# Brief:
Give the data back exactly. Leave out any images.

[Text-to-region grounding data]
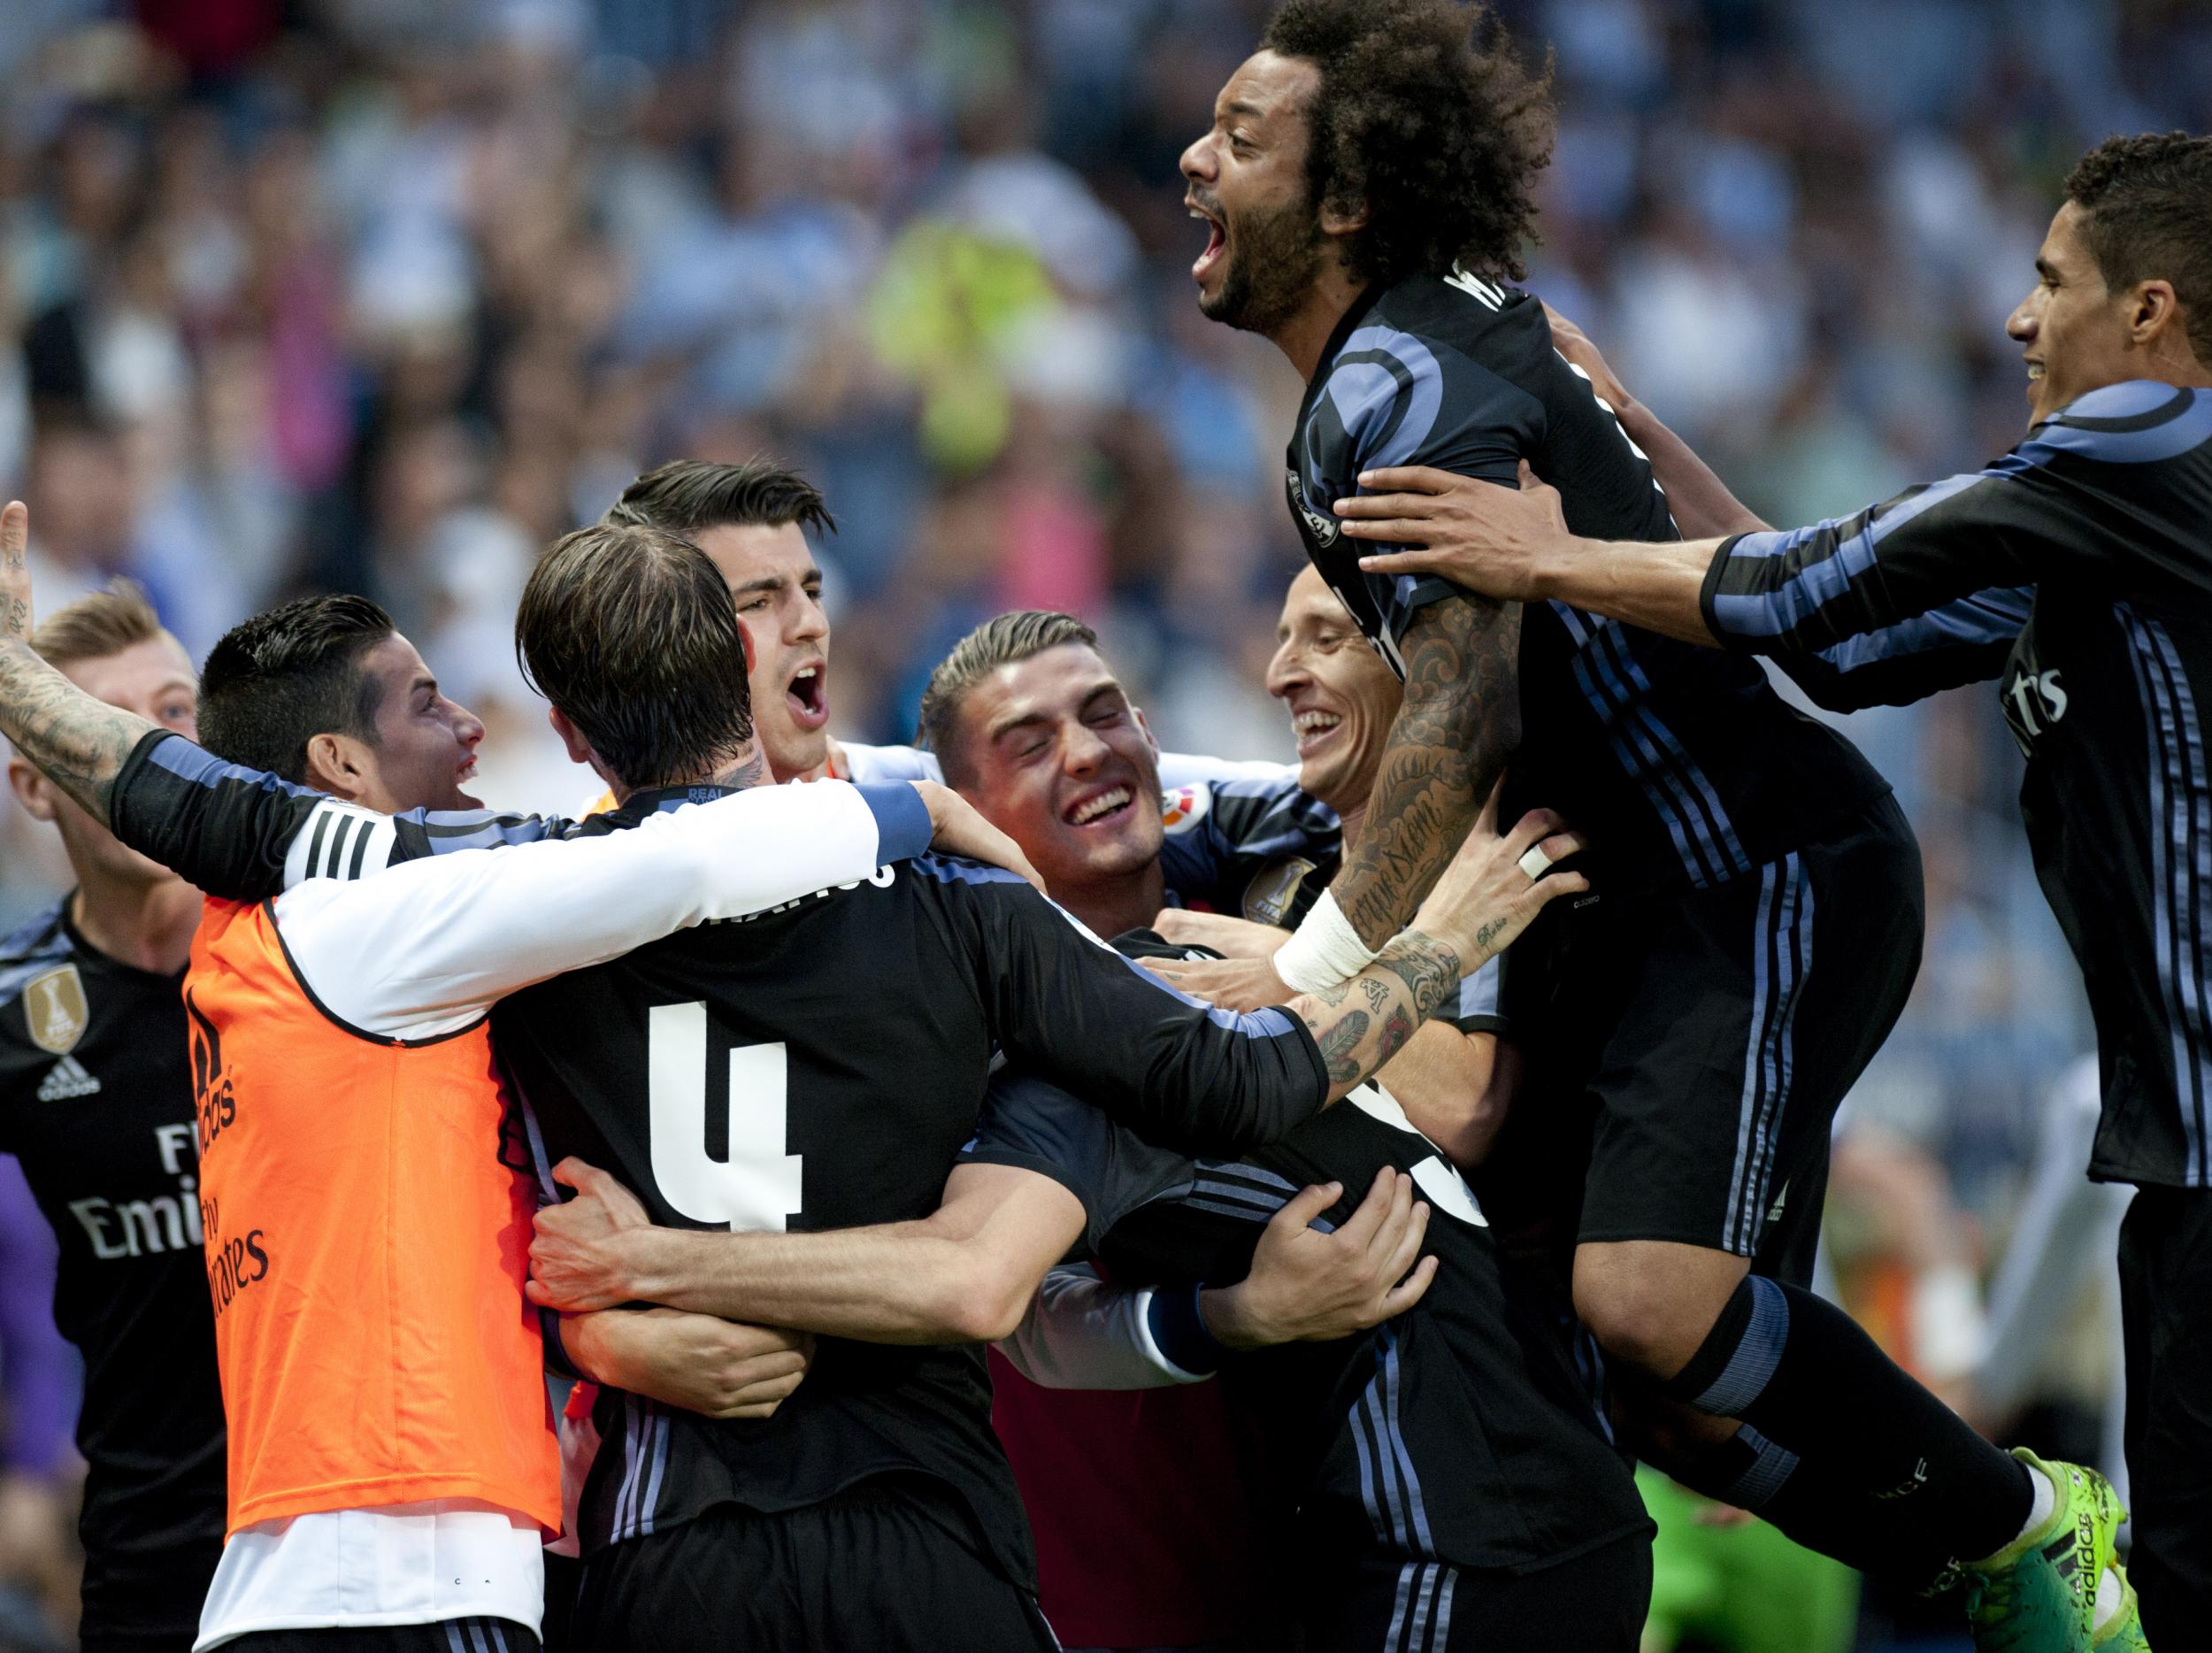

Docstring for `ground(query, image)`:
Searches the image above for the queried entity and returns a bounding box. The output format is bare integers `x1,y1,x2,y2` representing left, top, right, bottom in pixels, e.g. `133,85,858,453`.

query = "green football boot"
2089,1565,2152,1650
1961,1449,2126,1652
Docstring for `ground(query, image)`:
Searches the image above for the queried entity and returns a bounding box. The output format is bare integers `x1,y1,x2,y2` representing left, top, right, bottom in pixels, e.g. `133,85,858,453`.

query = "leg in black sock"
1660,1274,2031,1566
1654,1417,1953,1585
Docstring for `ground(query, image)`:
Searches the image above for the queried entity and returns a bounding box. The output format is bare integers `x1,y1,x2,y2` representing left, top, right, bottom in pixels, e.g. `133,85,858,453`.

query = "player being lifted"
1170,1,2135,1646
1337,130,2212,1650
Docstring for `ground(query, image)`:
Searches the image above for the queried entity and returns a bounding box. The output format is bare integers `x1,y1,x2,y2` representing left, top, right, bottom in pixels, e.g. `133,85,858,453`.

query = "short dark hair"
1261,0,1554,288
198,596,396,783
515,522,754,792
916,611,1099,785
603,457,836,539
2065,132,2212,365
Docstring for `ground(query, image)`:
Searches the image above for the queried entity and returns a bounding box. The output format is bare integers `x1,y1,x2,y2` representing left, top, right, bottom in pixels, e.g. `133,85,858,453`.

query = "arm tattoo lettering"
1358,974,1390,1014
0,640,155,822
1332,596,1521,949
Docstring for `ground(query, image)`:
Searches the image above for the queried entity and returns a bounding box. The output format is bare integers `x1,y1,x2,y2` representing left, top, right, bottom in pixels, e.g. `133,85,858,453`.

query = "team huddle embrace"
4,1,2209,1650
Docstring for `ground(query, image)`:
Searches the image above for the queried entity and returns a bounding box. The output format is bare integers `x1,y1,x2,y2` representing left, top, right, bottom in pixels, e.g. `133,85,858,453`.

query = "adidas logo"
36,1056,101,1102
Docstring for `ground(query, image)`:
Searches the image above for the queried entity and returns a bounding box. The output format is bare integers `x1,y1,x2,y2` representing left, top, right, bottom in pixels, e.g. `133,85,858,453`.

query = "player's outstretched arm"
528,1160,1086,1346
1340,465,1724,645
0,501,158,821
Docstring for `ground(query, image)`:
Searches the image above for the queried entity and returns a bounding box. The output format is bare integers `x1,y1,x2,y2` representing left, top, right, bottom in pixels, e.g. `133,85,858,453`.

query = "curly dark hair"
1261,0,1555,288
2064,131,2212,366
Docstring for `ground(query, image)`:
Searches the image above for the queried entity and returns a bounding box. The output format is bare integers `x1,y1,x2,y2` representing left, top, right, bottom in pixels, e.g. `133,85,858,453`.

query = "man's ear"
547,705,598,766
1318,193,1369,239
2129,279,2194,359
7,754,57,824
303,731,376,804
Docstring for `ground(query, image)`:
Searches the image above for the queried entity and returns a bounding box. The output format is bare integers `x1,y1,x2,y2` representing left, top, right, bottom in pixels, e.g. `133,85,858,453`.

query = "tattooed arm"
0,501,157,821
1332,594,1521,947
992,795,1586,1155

# Answer for the task:
Docstring for `ground(query, image)`:
Searches the image above for the queried entity and returns a bounding box. The output format is bare integers `x1,y1,x2,y2` representing left, top, right, bottom in pixels, e.g. `133,85,858,453`.

query = "green football boot"
2089,1565,2152,1650
1961,1449,2126,1652
Docstring for `ground(query, image)`:
Searches the image above for the queried entity and returns a bounding box. The output format is bare integers `x1,y1,x2,y2` representing left, top, right, bottom in pixels, e.g. `133,85,858,453`.

query = "leg in black sock"
1660,1274,2031,1566
1654,1417,1953,1585
Docstring for `ground(query, image)`:
Searches the image above for the queried entity and returns a bounding box. The output format is bare integers `x1,y1,x2,y2` representing left, top, right, bottom in pixels, e.g. `133,85,858,453`.

query = "player being lifted"
1170,1,2135,1646
1337,130,2212,1650
Docstring for `ground(query, image)`:
Searches the image above for the queried entity and returns a bounding box. The output format is bare integers `x1,y1,x2,y2` representing left, top, right, bottom in pixels, e.g. `133,85,858,453`.

query = "short dark hair"
1261,0,1554,288
198,596,396,783
515,522,754,792
916,611,1099,785
603,457,836,539
2065,132,2212,365
Docstring for `ground(query, image)`:
Searches the image above for the queried entity and returns a bounding box. The output format is bare integers `x1,y1,x2,y2` representing left, top, right, bottom in pixels, e.g. `133,85,858,453`.

query = "arm tattoo lettering"
1358,974,1390,1014
0,640,155,822
1332,596,1521,949
Docstring for `ground(query, image)`:
Searches the image above for the queried entity and returns a bounding box. The output format is bare integers `x1,y1,x2,y2` representing left, top, right, bottom in pixels, e.g. `133,85,858,453`.

query = "team huddle embrace"
4,1,2209,1650
Docstring for `ground(query, image)`:
Searches the image above for the queried entity and returns a bounding box. The output format is bare integers `x1,y1,x2,y2` representing left, top, right, bottom in pixels, e.g. `133,85,858,453`.

query = "adidas logo"
36,1056,101,1102
Docstring for `ground(query, image)`:
Searches the image above for the queried entity and returns a bounding box. The output format is bare integers `x1,y1,x2,y2` representing left, top, right, bottom in pixels, e.g. `133,85,858,453`.

query = "player's outstretched arm"
528,1160,1086,1346
1340,465,1724,645
0,501,158,821
Docstring for `ground(query, image)`:
Searches the image above for the queried entity and returns a bounding box. The output format is bare integers `x1,y1,x2,y2` representing left, top, right, bottom in pixels, e.g. `133,85,858,453`.

query = "curly dark hair"
1261,0,1555,288
2064,131,2212,366
Docstring for `ground(query, image)`:
Searches the image above for the queried entity and returns a bounding box. The output format is bare integers `x1,y1,x2,y2` representing left, top, right, bottom in pixels, e.g. `133,85,858,453`.

query = "man's ear"
547,705,598,766
1318,193,1369,239
2129,279,2194,359
7,754,57,824
303,731,376,804
Docstring for `ground(query, image)`:
Searches the image above for the queried entity and returns a bounding box. The output format is bare integers `x1,y1,x2,y2` representing left, top, right, bottom in pixels, e.g. `133,85,858,453`.

query = "tattooed arm"
0,501,157,821
1332,594,1521,947
992,795,1586,1155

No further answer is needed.